___ EXTRACTED TEXT ___

# What happens if you cover the pan while frying/sauteing?



## laorulez (Apr 12, 2010)

What happens if you cover the pan while frying/sauteing?  I don't like having to clean  up the oil that comes out of the pan and the oily residue that gets all over the kitchen.  I am thinking of just covering the pan from now on, except when it is time to flip.  Thanks for any feedback...


----------



## Chief Longwind Of The North (Apr 12, 2010)

When you cover the pan, the steam that normaly evaporates into the air collects on the inside of the lid, condenses, and drips back into the hot oil.  This water then pops explosively.  When you lift the lit, invariably, you will dislodge some of the condensed water droplet which will fall into the hot oil, again popping and splattering hot oil, possibly onto you.  Granted, this will be a minor burn, but it's still painful.

I have fried with the lid on, but know what to expect, and so can guard against the burns.  Also, when the lid is on, the steam will soften any crust or coating that may protude from the hot oil, giving you a soggy coating, or breading.

___ ENTRIES SUPPLIED ___

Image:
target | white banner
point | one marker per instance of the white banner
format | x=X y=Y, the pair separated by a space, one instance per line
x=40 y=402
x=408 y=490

___
___ ENTRIES SUPPLIED ___

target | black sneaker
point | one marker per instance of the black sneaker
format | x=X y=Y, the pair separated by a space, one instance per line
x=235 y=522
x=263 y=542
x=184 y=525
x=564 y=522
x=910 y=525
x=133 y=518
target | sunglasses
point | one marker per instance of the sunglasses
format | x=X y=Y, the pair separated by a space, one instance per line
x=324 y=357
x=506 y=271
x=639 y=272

___
___ ENTRIES SUPPLIED ___

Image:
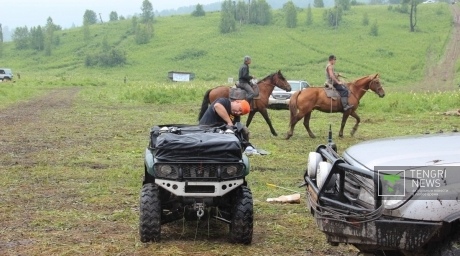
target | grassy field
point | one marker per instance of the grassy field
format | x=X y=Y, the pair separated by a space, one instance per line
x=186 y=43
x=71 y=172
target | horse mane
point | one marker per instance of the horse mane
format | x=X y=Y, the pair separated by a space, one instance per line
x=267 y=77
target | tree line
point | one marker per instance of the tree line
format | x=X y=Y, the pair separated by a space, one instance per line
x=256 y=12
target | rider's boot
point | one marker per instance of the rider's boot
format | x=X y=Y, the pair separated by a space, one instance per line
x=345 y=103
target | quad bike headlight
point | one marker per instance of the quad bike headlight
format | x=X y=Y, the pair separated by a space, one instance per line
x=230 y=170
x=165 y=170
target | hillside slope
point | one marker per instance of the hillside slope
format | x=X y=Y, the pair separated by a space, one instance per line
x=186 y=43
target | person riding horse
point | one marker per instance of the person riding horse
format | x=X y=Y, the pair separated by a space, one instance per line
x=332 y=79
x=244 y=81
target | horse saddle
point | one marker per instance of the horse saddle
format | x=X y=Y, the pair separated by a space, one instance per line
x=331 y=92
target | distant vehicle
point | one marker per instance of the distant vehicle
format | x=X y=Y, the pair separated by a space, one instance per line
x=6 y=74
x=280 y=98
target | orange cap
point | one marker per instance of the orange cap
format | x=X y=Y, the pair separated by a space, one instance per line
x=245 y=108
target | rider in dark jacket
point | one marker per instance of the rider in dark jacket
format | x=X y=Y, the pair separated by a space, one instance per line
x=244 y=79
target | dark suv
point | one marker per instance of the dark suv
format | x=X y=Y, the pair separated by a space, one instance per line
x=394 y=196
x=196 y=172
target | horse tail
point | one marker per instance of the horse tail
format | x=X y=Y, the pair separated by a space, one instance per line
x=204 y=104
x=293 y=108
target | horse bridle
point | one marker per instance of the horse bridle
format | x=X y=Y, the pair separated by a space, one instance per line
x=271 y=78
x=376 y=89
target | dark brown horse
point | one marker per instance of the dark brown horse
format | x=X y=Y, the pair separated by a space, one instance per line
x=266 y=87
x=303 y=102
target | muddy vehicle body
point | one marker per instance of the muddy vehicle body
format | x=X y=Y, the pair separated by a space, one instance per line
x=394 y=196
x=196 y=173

___

_TASK 1_
Answer from the frying thread:
(a) What does laorulez not like having to clean up?
(b) Where does the steam collect when the pan is covered?
(c) What does the steam do to a coating or breading when the lid is on?
_TASK 2_
Please proceed with the frying thread, picking up after its final sentence.
The entries have no part in any of this.

_EXERCISE RESPONSE 1_
(a) The oil that comes out of the pan and the oily residue that gets all over the kitchen.
(b) On the inside of the lid.
(c) It softens any crust or coating that sticks out of the hot oil, making it soggy.

_EXERCISE RESPONSE 2_
A better solution to the grease problem is to purchase an fine-mesh metal screen designed to fit over the pan, catch the oil droplets, and still allow the steam to escape.  I have used such a device successfully for years..  Typically, they will be called "splatter screens" in the department store.

Seeeeeeya; Goodweed of the North


----------



## sparrowgrass (Apr 12, 2010)

Another vote for a spatter screen--they are quite cheap at WalMart.  Also, running your stove vent helps to pull those oil droplets out of the kitchen.


----------



## laorulez (Apr 12, 2010)

ok tx, i'll look into splatter screen.


----------



## CharlieD (Apr 12, 2010)

Target has them in different sizes.


----------



## Andy M. (Apr 12, 2010)

I got a silicone spatter shield with a stainless steel frame and handle.  It's good in the dishwasher and doesn't rust.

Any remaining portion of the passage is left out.